— begin —
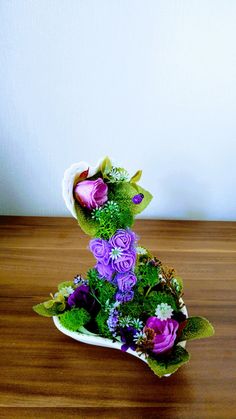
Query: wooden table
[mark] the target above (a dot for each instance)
(46, 374)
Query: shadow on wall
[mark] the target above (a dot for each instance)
(187, 194)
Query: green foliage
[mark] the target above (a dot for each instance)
(122, 193)
(147, 274)
(65, 284)
(51, 307)
(101, 321)
(133, 308)
(196, 328)
(167, 365)
(86, 222)
(157, 297)
(106, 292)
(136, 177)
(95, 281)
(74, 319)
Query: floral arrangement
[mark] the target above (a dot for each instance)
(129, 296)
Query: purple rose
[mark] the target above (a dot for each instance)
(126, 281)
(125, 262)
(123, 239)
(91, 193)
(105, 271)
(80, 295)
(137, 199)
(165, 333)
(124, 297)
(101, 250)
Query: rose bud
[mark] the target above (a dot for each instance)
(91, 193)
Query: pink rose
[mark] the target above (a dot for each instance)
(91, 193)
(164, 333)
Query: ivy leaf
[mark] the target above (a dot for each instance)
(51, 307)
(136, 177)
(196, 328)
(106, 166)
(146, 200)
(168, 365)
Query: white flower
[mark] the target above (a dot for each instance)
(139, 336)
(118, 175)
(116, 252)
(66, 291)
(164, 311)
(140, 250)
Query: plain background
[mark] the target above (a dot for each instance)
(150, 83)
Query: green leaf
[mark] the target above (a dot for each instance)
(124, 192)
(169, 364)
(51, 307)
(196, 328)
(65, 284)
(74, 319)
(105, 166)
(87, 224)
(136, 177)
(146, 200)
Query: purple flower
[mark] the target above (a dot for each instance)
— end —
Print the stretch of the listing from the line containing "Query: purple rose" through the final line of the listing, both included, copying each line word for word.

§ CORRECT OUTPUT:
Query: purple rose
[mark] the target above (a dot for each instance)
(126, 281)
(125, 262)
(123, 239)
(91, 193)
(105, 271)
(80, 295)
(137, 199)
(165, 333)
(124, 297)
(101, 250)
Query: rose bud
[mark] the target above (a dot for each instance)
(91, 193)
Query: pink rose
[mark] the target above (a dot for each instance)
(91, 193)
(164, 333)
Query: ivy leaf
[mark] the target above (a dot for each instance)
(51, 307)
(136, 177)
(196, 328)
(106, 166)
(146, 200)
(168, 365)
Query: white flower
[mark] the target above (a dot for each instance)
(139, 336)
(118, 175)
(116, 252)
(66, 291)
(164, 311)
(140, 250)
Query: plain background
[mark] the target above (a dot for each instance)
(150, 83)
Query: green leaf
[mark] the target above (a dot for each instance)
(124, 192)
(169, 364)
(51, 307)
(196, 328)
(65, 284)
(74, 319)
(105, 166)
(87, 224)
(136, 177)
(146, 200)
Query: purple flower
[mark] the target above (a dot for each instance)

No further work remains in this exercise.